> _Aim_:
Each entry that follows must be output without any deviation.

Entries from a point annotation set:
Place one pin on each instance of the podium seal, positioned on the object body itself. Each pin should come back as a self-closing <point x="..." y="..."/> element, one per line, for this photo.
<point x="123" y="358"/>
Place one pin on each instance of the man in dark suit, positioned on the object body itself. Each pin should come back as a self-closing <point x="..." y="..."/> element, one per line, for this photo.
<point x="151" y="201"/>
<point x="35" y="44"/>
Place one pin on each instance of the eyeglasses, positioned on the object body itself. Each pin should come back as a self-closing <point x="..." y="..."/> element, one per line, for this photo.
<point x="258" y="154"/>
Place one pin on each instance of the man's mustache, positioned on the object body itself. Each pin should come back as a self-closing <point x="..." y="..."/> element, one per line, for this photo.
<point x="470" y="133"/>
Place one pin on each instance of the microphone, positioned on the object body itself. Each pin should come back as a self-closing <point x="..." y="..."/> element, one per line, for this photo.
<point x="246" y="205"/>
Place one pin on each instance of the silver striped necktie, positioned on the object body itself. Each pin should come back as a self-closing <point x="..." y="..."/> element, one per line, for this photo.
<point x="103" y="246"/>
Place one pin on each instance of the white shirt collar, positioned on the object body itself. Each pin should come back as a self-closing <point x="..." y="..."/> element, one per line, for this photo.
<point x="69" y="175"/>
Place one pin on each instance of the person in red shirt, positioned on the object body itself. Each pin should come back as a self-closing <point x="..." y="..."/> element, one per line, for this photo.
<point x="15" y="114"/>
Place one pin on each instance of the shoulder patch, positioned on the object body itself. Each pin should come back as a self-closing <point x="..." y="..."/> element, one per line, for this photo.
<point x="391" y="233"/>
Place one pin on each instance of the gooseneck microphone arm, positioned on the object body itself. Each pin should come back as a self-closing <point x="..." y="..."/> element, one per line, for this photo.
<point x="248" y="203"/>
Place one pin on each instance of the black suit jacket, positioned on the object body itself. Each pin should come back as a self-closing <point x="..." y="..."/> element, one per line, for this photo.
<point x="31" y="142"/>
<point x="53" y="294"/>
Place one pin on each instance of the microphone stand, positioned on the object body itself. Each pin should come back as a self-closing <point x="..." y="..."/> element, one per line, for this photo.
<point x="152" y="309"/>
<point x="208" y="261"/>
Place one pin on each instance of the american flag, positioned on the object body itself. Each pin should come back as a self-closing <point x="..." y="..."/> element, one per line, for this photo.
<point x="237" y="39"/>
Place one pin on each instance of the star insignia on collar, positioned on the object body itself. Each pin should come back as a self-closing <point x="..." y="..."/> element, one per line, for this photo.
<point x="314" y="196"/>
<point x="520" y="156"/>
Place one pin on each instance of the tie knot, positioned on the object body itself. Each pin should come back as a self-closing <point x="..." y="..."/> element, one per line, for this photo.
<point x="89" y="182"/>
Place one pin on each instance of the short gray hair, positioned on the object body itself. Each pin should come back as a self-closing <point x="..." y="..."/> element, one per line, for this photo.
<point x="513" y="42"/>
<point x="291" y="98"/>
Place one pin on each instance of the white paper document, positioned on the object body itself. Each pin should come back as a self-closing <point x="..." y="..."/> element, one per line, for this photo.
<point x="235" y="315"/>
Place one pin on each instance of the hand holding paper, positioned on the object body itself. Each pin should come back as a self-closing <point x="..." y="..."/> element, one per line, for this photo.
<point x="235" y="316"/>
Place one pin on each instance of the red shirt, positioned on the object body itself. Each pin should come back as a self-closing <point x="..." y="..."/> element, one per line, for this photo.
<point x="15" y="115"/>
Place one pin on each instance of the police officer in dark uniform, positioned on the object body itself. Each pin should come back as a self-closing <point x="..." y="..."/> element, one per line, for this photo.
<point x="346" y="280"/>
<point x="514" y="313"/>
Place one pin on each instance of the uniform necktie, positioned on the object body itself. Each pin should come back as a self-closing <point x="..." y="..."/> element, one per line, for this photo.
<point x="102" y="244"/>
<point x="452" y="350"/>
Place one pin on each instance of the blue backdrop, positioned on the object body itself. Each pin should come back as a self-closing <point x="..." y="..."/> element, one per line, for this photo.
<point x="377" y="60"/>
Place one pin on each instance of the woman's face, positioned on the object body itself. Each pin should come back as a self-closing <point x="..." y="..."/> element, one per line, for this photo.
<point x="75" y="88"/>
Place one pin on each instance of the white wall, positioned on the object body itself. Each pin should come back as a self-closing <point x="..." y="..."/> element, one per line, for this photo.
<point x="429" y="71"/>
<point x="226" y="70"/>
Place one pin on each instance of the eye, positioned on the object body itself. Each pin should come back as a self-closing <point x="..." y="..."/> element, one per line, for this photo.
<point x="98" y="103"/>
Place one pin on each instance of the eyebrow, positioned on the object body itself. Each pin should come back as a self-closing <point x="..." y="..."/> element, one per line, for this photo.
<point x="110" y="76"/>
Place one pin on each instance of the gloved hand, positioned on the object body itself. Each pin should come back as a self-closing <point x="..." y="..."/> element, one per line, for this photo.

> _Final result_:
Place one pin on each instance of the podium seal, positioned on the object body itself. Each pin should come back as a self-closing <point x="..." y="..."/> element, one per line, for this photo.
<point x="123" y="358"/>
Place one pin on each instance of the man in dark suit, positioned on the object body itself. Each pin should come back as a self-closing <point x="..." y="..."/> element, one per line, for this photo.
<point x="151" y="201"/>
<point x="35" y="44"/>
Place one pin on each instance of the eyeglasses, positioned on the object body itself. Each pin should come back as a self-closing <point x="..." y="..."/> element, one per line, for this photo.
<point x="258" y="154"/>
Place one pin on each instance of the man's mustache, positioned on the object body itself. Each pin should come back as a self-closing <point x="..." y="..."/> element, one per line, for this photo.
<point x="470" y="133"/>
Place one pin on each instance of the microphone, positioned on the object body itself. Each pin should come back as a self-closing <point x="..." y="..."/> element, one per line, for this photo.
<point x="246" y="205"/>
Place one pin on each instance of the silver striped necktie, positioned on the object body itself. Each pin should come back as a self-closing <point x="..." y="..."/> element, one per line, for this photo.
<point x="103" y="246"/>
Place one pin on each instance of the white shirt collar, positioned on the object body itself. Each pin should come back as a self-closing <point x="..." y="..."/> element, one per line, for this photo.
<point x="69" y="175"/>
Place one pin on each instance of the person in red shirt, positioned on the object body itself. Each pin should come back as a self-closing <point x="..." y="..."/> element, one per line, for this photo.
<point x="15" y="114"/>
Place one pin on each instance of the shoulder patch, positioned on the object body itself. Each pin should come back as a self-closing <point x="..." y="..."/> element, one per line, for this photo.
<point x="391" y="233"/>
Place one pin on each instance of the gooseneck microphone arm, positioned on the object body itself. Each pin should come back as a self-closing <point x="..." y="..."/> element, one per line, for this photo.
<point x="248" y="203"/>
Place one pin on each instance of the black suit jacket, positioned on the object body itself. Each pin should come back as a self-closing <point x="..." y="..."/> element, one per line, for this photo.
<point x="31" y="142"/>
<point x="53" y="294"/>
Place one pin on each instance of the microphone stand, positioned on the object body itself. Each pin should come back as a self-closing <point x="..." y="..."/> element, one per line, for this photo.
<point x="152" y="309"/>
<point x="208" y="261"/>
Place one pin on each instance of the american flag, positioned on the object body itself. Each pin should come back as a self-closing <point x="..." y="..."/> element, one per line, for this photo.
<point x="237" y="39"/>
Place one pin on each instance of the star insignia on collar, positioned on the object body itself. Each pin should come back as a self-closing <point x="..." y="..."/> element, one per line, for this photo.
<point x="314" y="196"/>
<point x="520" y="156"/>
Place one pin on each instance of the tie knot, positioned on the object body itself. Each pin should come back as a self-closing <point x="..." y="..."/> element, one per line, for this photo.
<point x="89" y="182"/>
Place one pin on each instance of the short gray hair, positioned on the object body itself. Each pin should come back as a self-closing <point x="..." y="..."/> element, one per line, for this photo.
<point x="513" y="42"/>
<point x="291" y="98"/>
Place one pin on each instance of the white paper document, positioned on the object body itself. Each pin should come back as a self-closing <point x="..." y="..."/> element, one per line, for this photo.
<point x="235" y="315"/>
Place one pin on each instance of the hand holding paper, positioned on the object body itself. Each pin should come back as a self-closing <point x="..." y="..."/> element, one per line, for this photo.
<point x="235" y="316"/>
Place one pin on each instance of the red shirt, positioned on the object body itself. Each pin should come back as a self-closing <point x="..." y="..."/> element, one per line, for this photo.
<point x="15" y="115"/>
Place one pin on each instance of the police officer in dark uniform, positioned on the object body itself. Each pin should come back as a self-closing <point x="..." y="..."/> element, one per line, for this photo.
<point x="346" y="280"/>
<point x="514" y="313"/>
Place one pin on each instance of the uniform necktie, positioned on the object body itself. Each pin should come back as a self-closing <point x="..." y="..."/> element, one per line, for this photo.
<point x="102" y="244"/>
<point x="452" y="350"/>
Place one pin on each instance of the blue backdrop, positioned on the object body itself. Each pin should come back as a self-closing <point x="..." y="..."/> element, one per line, for this photo.
<point x="377" y="60"/>
Place one pin on each instance of the woman's face, positioned on the object body itself. Each pin should come back as a self-closing <point x="..." y="..."/> element, one per line, for this photo.
<point x="75" y="88"/>
Place one pin on each instance of the white wall, positioned on the object body itself. Each pin should come back as a self-closing <point x="..." y="..."/> element, one per line, for this photo.
<point x="429" y="71"/>
<point x="226" y="70"/>
Place one pin on each instance of the eye, positioned on the object body itself. Each pin should come back as a self-closing <point x="..." y="..."/> element, one per line, for this photo.
<point x="98" y="103"/>
Place one pin on each instance of the eyebrow, positioned on the object body itself. Each pin should come back as a self-closing <point x="..." y="..."/> element, one per line, for this photo.
<point x="110" y="76"/>
Place one pin on each instance of the gloved hand, positioned on the object body itself. Each pin should come back as a self-closing <point x="..." y="..."/> element, one per line, for this photo.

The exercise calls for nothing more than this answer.